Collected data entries
************
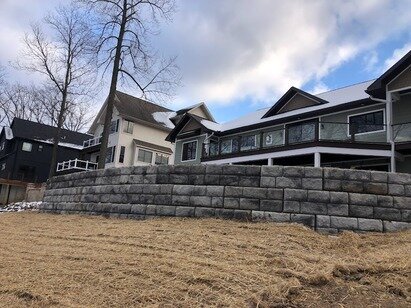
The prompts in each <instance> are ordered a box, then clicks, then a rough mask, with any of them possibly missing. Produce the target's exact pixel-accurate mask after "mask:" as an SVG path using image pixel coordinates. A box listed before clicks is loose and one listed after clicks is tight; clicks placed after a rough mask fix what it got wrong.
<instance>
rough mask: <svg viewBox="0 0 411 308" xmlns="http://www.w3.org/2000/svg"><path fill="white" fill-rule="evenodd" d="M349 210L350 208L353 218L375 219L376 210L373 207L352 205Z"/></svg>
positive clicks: (350, 215) (350, 213)
mask: <svg viewBox="0 0 411 308" xmlns="http://www.w3.org/2000/svg"><path fill="white" fill-rule="evenodd" d="M349 208H350V211H349V214H350V216H352V217H365V218H373V217H374V208H373V207H372V206H365V205H354V204H350V207H349Z"/></svg>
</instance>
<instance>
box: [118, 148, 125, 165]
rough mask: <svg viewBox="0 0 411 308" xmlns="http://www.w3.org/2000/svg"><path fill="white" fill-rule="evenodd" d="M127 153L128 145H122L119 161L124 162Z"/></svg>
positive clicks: (119, 157)
mask: <svg viewBox="0 0 411 308" xmlns="http://www.w3.org/2000/svg"><path fill="white" fill-rule="evenodd" d="M125 153H126V147H123V146H121V148H120V156H119V158H118V162H119V163H124V155H125Z"/></svg>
************
What to work on:
Could you repeat every one of the entries above word for word, leaving out the pictures?

Reply:
The prompts in each <instance> are ordered a box, then clicks, then a rough mask, with any of them possibly missing. Produce the target's exact pixel-accurate mask after "mask:" as an SVG path using image pixel coordinates. A box listed before clicks is loose and one listed after clicks is tight; clicks placed after a rough mask fix what it got wrong.
<instance>
rough mask: <svg viewBox="0 0 411 308" xmlns="http://www.w3.org/2000/svg"><path fill="white" fill-rule="evenodd" d="M349 210L350 208L353 218L375 219L376 210L373 207L352 205Z"/></svg>
positive clicks: (350, 215) (350, 213)
mask: <svg viewBox="0 0 411 308" xmlns="http://www.w3.org/2000/svg"><path fill="white" fill-rule="evenodd" d="M349 208H350V211H349V214H350V216H352V217H365V218H373V217H374V208H373V207H372V206H365V205H354V204H350V207H349Z"/></svg>
</instance>
<instance>
box: [118, 148, 125, 165]
rough mask: <svg viewBox="0 0 411 308" xmlns="http://www.w3.org/2000/svg"><path fill="white" fill-rule="evenodd" d="M127 153L128 145H122L119 161L124 162Z"/></svg>
positive clicks: (119, 157)
mask: <svg viewBox="0 0 411 308" xmlns="http://www.w3.org/2000/svg"><path fill="white" fill-rule="evenodd" d="M125 153H126V147H123V146H121V148H120V156H119V158H118V162H119V163H124V155H125Z"/></svg>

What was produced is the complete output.